• _What to produce_:
Write out exactly the lines below from the one containing "Mark one point per instance of the spotted" to the last, both ends kept, and nothing more; skip all pictures.
-- Data extract follows --
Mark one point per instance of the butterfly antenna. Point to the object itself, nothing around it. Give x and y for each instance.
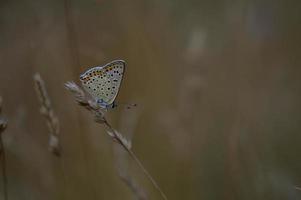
(127, 105)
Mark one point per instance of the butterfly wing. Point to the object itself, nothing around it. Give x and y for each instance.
(103, 82)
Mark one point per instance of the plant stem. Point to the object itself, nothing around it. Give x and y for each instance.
(2, 154)
(136, 159)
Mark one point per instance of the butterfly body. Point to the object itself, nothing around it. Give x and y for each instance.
(103, 82)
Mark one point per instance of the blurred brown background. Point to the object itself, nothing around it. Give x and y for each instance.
(217, 83)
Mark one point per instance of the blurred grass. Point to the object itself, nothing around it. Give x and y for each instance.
(219, 83)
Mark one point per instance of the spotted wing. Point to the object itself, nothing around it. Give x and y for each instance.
(103, 82)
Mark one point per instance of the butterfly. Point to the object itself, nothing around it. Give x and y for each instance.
(103, 82)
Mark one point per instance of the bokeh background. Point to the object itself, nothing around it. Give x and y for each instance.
(218, 85)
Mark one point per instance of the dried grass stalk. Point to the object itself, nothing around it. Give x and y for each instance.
(99, 115)
(3, 126)
(127, 126)
(47, 111)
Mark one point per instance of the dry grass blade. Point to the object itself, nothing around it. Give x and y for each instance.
(99, 114)
(128, 123)
(3, 125)
(47, 111)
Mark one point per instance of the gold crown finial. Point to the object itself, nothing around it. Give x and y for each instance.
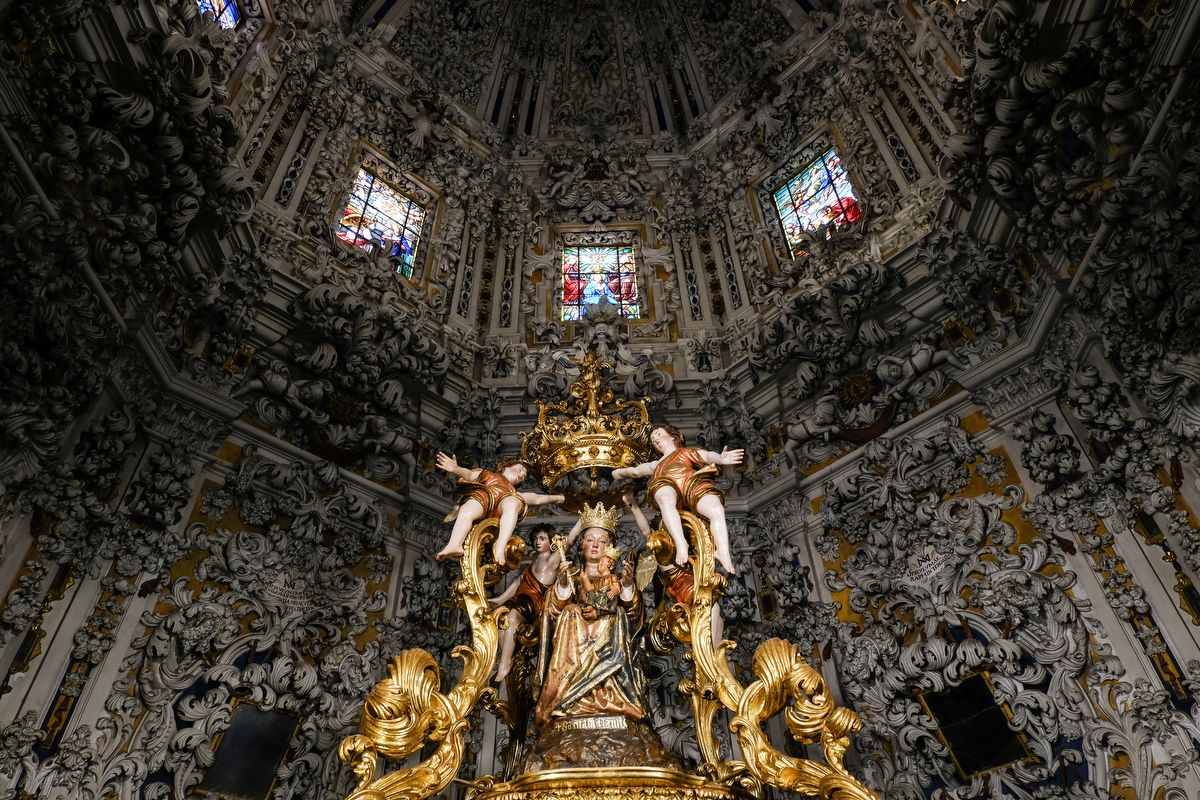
-- Data extract concluded --
• _Answer below_:
Mark one point per instance of the spotted wing. Point to the object itself, nothing around it. Give x and y for each instance.
(103, 82)
Mark one point per instance of the butterfly. Point to the object itself, nothing around it. Give x and y for each instance.
(103, 82)
Mark one point per instance of the bokeh background. Point to the object itself, nothing around it. Give x and y for each instance.
(218, 85)
Mark one point per instance of the dried grass stalk. Point to the object itself, nothing around it. Give x and y for each instance.
(99, 115)
(3, 126)
(127, 126)
(47, 111)
Mark one point per instance of the dry grass blade. Point to the object itself, nothing around it. Give x and y for each instance.
(99, 114)
(128, 123)
(3, 125)
(47, 111)
Mark one point per instance of the gold crown finial. Point to the object itself, nothing around it. Give x and y for each instance.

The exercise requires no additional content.